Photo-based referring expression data
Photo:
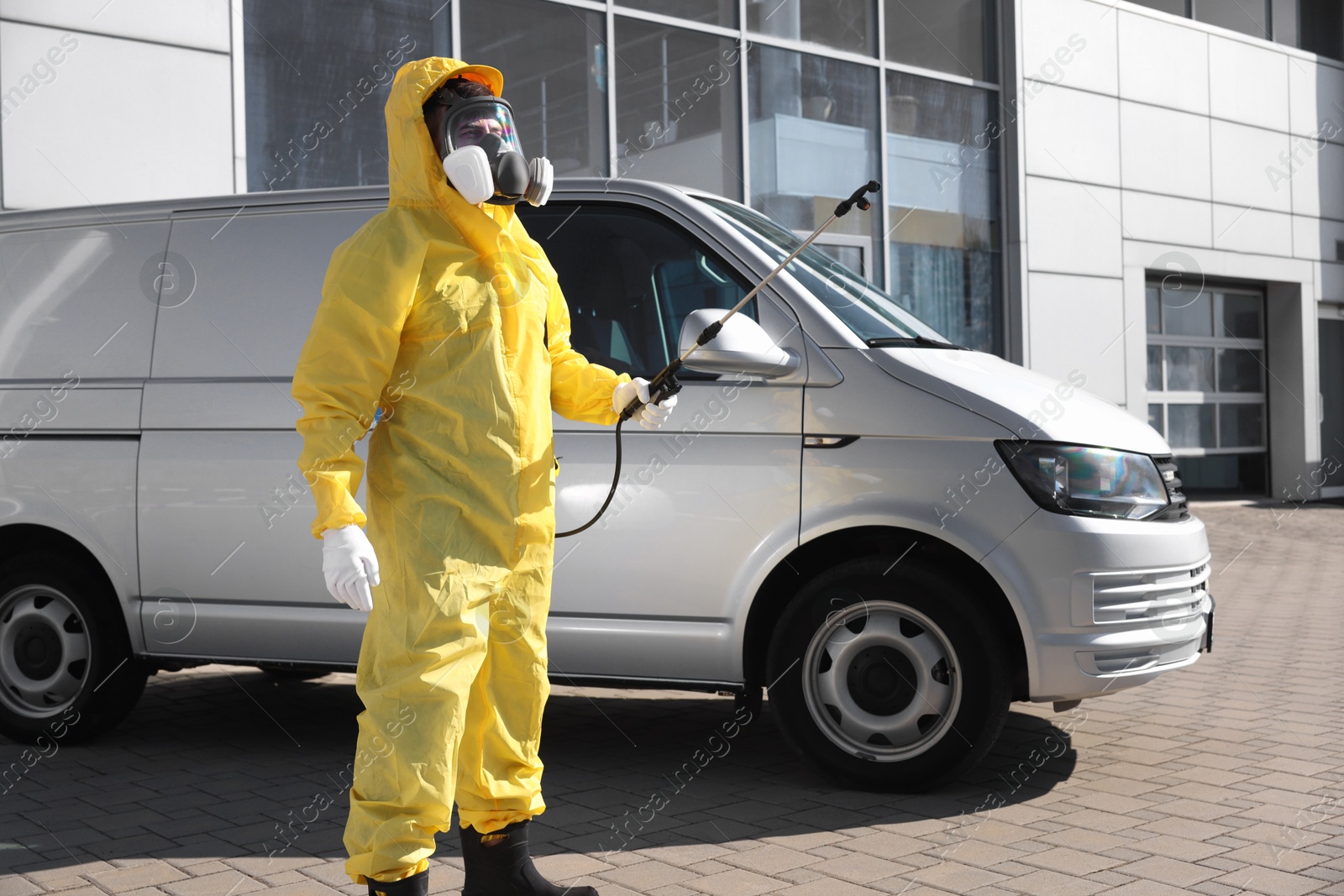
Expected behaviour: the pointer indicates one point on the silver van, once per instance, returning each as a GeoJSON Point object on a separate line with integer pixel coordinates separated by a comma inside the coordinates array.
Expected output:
{"type": "Point", "coordinates": [891, 537]}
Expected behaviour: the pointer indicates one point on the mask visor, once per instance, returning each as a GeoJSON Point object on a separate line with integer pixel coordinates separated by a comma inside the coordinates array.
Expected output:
{"type": "Point", "coordinates": [468, 123]}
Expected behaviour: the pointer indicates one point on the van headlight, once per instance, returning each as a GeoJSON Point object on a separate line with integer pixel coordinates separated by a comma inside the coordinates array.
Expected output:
{"type": "Point", "coordinates": [1086, 481]}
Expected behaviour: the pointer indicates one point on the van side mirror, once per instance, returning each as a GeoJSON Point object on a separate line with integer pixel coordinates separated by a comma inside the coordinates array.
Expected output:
{"type": "Point", "coordinates": [741, 347]}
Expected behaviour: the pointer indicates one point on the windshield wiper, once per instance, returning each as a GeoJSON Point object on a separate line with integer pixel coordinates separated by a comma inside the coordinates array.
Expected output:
{"type": "Point", "coordinates": [886, 342]}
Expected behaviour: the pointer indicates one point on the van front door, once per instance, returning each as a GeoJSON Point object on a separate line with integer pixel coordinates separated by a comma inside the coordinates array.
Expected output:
{"type": "Point", "coordinates": [654, 589]}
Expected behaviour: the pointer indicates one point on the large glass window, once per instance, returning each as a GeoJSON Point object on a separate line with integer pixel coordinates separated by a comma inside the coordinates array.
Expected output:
{"type": "Point", "coordinates": [716, 13]}
{"type": "Point", "coordinates": [942, 163]}
{"type": "Point", "coordinates": [1331, 342]}
{"type": "Point", "coordinates": [945, 35]}
{"type": "Point", "coordinates": [1206, 382]}
{"type": "Point", "coordinates": [1247, 16]}
{"type": "Point", "coordinates": [554, 65]}
{"type": "Point", "coordinates": [678, 109]}
{"type": "Point", "coordinates": [1320, 27]}
{"type": "Point", "coordinates": [316, 80]}
{"type": "Point", "coordinates": [813, 143]}
{"type": "Point", "coordinates": [844, 24]}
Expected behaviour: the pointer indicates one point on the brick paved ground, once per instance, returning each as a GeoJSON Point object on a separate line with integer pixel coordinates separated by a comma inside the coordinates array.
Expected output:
{"type": "Point", "coordinates": [1218, 779]}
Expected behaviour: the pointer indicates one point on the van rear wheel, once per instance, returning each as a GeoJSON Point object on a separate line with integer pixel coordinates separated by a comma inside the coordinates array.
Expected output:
{"type": "Point", "coordinates": [887, 678]}
{"type": "Point", "coordinates": [66, 668]}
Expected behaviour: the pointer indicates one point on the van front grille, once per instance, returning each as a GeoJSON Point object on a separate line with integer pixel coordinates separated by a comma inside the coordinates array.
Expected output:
{"type": "Point", "coordinates": [1171, 597]}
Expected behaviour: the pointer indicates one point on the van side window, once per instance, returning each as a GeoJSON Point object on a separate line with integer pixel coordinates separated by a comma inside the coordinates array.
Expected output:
{"type": "Point", "coordinates": [629, 278]}
{"type": "Point", "coordinates": [81, 301]}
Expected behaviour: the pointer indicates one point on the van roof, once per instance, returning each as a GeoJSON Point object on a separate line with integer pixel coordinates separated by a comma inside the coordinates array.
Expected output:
{"type": "Point", "coordinates": [159, 208]}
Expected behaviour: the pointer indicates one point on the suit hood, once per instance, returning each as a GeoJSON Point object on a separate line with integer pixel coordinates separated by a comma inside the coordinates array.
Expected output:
{"type": "Point", "coordinates": [414, 170]}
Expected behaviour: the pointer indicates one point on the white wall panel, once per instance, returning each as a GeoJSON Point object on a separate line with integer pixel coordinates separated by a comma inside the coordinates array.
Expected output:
{"type": "Point", "coordinates": [1316, 100]}
{"type": "Point", "coordinates": [1073, 228]}
{"type": "Point", "coordinates": [1068, 42]}
{"type": "Point", "coordinates": [1163, 150]}
{"type": "Point", "coordinates": [1250, 230]}
{"type": "Point", "coordinates": [1163, 63]}
{"type": "Point", "coordinates": [190, 23]}
{"type": "Point", "coordinates": [1057, 147]}
{"type": "Point", "coordinates": [1079, 322]}
{"type": "Point", "coordinates": [118, 121]}
{"type": "Point", "coordinates": [1247, 83]}
{"type": "Point", "coordinates": [1241, 159]}
{"type": "Point", "coordinates": [1319, 184]}
{"type": "Point", "coordinates": [1167, 219]}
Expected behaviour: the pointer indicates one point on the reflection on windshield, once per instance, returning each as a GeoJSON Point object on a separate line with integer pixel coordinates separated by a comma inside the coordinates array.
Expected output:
{"type": "Point", "coordinates": [864, 309]}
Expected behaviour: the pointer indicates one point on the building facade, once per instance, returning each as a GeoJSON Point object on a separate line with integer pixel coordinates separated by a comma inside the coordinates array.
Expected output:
{"type": "Point", "coordinates": [1149, 194]}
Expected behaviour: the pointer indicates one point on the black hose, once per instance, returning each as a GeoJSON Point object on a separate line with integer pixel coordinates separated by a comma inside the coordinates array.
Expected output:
{"type": "Point", "coordinates": [616, 479]}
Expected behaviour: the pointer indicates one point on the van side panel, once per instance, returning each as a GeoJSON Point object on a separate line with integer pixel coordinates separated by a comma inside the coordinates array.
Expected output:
{"type": "Point", "coordinates": [223, 512]}
{"type": "Point", "coordinates": [81, 298]}
{"type": "Point", "coordinates": [85, 490]}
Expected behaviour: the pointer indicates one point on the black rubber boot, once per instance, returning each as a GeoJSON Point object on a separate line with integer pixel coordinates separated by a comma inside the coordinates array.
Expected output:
{"type": "Point", "coordinates": [501, 867]}
{"type": "Point", "coordinates": [413, 886]}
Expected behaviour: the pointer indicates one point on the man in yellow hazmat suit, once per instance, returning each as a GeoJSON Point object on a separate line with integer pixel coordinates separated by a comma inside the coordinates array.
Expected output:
{"type": "Point", "coordinates": [445, 316]}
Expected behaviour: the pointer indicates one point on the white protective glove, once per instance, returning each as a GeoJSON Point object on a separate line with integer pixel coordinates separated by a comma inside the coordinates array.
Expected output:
{"type": "Point", "coordinates": [651, 417]}
{"type": "Point", "coordinates": [349, 566]}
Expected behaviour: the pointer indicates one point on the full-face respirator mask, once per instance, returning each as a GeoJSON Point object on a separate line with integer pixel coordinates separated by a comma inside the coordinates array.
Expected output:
{"type": "Point", "coordinates": [483, 157]}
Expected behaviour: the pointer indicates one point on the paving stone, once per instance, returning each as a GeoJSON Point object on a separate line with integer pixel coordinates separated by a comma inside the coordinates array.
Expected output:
{"type": "Point", "coordinates": [1223, 775]}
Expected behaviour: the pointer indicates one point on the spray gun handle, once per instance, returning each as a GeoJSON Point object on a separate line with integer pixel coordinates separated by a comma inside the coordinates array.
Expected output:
{"type": "Point", "coordinates": [660, 387]}
{"type": "Point", "coordinates": [858, 197]}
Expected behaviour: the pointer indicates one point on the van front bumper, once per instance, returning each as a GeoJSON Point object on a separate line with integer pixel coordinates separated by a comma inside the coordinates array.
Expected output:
{"type": "Point", "coordinates": [1105, 605]}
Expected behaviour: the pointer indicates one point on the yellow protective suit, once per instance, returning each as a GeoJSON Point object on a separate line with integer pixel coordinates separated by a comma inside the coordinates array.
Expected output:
{"type": "Point", "coordinates": [434, 311]}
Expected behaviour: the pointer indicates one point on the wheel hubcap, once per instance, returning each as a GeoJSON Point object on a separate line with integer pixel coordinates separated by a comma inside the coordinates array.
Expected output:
{"type": "Point", "coordinates": [44, 651]}
{"type": "Point", "coordinates": [880, 680]}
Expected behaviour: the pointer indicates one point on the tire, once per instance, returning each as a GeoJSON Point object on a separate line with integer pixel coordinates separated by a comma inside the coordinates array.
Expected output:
{"type": "Point", "coordinates": [66, 668]}
{"type": "Point", "coordinates": [887, 678]}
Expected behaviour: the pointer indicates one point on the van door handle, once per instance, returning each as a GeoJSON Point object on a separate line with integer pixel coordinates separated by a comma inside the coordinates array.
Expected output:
{"type": "Point", "coordinates": [828, 441]}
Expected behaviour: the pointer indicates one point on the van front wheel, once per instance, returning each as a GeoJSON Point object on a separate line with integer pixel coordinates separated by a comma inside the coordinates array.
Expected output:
{"type": "Point", "coordinates": [66, 668]}
{"type": "Point", "coordinates": [887, 678]}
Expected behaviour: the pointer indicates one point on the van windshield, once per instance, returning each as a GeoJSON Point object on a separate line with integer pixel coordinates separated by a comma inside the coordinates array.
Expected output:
{"type": "Point", "coordinates": [874, 316]}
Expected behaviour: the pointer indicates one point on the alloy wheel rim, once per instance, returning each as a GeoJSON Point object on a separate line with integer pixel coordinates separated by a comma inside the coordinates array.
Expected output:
{"type": "Point", "coordinates": [882, 681]}
{"type": "Point", "coordinates": [45, 651]}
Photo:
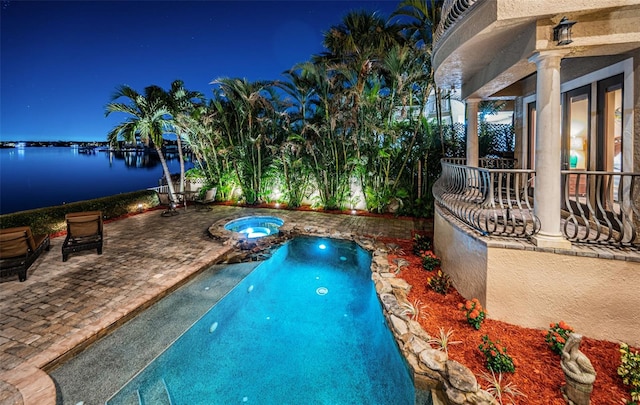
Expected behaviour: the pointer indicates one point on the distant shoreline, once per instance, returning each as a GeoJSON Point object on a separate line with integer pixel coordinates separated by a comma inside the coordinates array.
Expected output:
{"type": "Point", "coordinates": [29, 144]}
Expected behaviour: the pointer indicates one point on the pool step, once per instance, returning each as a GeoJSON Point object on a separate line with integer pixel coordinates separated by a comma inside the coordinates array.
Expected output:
{"type": "Point", "coordinates": [133, 398]}
{"type": "Point", "coordinates": [157, 394]}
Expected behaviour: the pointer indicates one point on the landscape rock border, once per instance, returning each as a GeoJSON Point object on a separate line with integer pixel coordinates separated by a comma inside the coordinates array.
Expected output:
{"type": "Point", "coordinates": [448, 381]}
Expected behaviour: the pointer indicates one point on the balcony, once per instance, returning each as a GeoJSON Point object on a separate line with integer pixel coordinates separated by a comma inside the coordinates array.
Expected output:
{"type": "Point", "coordinates": [599, 208]}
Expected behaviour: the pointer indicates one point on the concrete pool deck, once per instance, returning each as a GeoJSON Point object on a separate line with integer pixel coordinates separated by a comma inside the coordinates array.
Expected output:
{"type": "Point", "coordinates": [65, 306]}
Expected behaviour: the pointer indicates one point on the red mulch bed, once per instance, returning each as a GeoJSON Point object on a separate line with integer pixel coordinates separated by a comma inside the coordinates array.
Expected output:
{"type": "Point", "coordinates": [538, 374]}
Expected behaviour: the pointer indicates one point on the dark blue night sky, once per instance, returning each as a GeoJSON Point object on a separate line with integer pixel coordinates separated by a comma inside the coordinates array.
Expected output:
{"type": "Point", "coordinates": [61, 60]}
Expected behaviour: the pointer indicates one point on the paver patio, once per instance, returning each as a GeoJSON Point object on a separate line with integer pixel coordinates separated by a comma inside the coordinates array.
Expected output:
{"type": "Point", "coordinates": [65, 306]}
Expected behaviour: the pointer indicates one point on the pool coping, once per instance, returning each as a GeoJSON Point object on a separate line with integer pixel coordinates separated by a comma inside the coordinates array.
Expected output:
{"type": "Point", "coordinates": [28, 382]}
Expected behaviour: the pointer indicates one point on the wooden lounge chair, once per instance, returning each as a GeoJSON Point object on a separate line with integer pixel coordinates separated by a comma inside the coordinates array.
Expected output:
{"type": "Point", "coordinates": [204, 201]}
{"type": "Point", "coordinates": [84, 232]}
{"type": "Point", "coordinates": [19, 248]}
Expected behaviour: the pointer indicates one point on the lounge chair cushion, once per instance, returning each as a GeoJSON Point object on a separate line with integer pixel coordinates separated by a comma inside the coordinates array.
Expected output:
{"type": "Point", "coordinates": [85, 224]}
{"type": "Point", "coordinates": [13, 244]}
{"type": "Point", "coordinates": [19, 248]}
{"type": "Point", "coordinates": [84, 232]}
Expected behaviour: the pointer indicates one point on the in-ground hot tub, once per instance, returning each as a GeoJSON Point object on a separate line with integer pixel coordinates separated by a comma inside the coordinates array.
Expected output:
{"type": "Point", "coordinates": [255, 226]}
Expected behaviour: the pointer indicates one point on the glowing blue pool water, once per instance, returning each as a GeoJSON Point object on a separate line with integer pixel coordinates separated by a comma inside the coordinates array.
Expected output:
{"type": "Point", "coordinates": [305, 327]}
{"type": "Point", "coordinates": [255, 226]}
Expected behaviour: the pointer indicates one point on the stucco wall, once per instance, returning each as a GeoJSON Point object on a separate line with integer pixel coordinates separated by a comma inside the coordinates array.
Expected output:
{"type": "Point", "coordinates": [463, 258]}
{"type": "Point", "coordinates": [598, 297]}
{"type": "Point", "coordinates": [636, 110]}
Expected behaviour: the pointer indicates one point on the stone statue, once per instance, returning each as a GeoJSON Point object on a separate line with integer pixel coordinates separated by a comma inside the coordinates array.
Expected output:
{"type": "Point", "coordinates": [578, 372]}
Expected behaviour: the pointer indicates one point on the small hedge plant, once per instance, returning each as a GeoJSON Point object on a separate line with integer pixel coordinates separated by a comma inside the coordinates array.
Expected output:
{"type": "Point", "coordinates": [557, 335]}
{"type": "Point", "coordinates": [474, 312]}
{"type": "Point", "coordinates": [498, 360]}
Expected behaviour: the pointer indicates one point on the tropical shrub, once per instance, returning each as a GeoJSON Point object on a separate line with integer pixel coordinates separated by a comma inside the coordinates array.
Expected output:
{"type": "Point", "coordinates": [474, 312]}
{"type": "Point", "coordinates": [443, 340]}
{"type": "Point", "coordinates": [500, 390]}
{"type": "Point", "coordinates": [415, 310]}
{"type": "Point", "coordinates": [421, 243]}
{"type": "Point", "coordinates": [498, 360]}
{"type": "Point", "coordinates": [629, 370]}
{"type": "Point", "coordinates": [429, 261]}
{"type": "Point", "coordinates": [557, 335]}
{"type": "Point", "coordinates": [440, 283]}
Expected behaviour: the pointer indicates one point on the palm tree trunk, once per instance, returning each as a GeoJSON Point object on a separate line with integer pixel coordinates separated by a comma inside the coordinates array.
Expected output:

• [WORK TO COMPLETE]: Nothing but a number should be given: the count of lines above that include the string "wall".

• [TASK ANSWER]: 2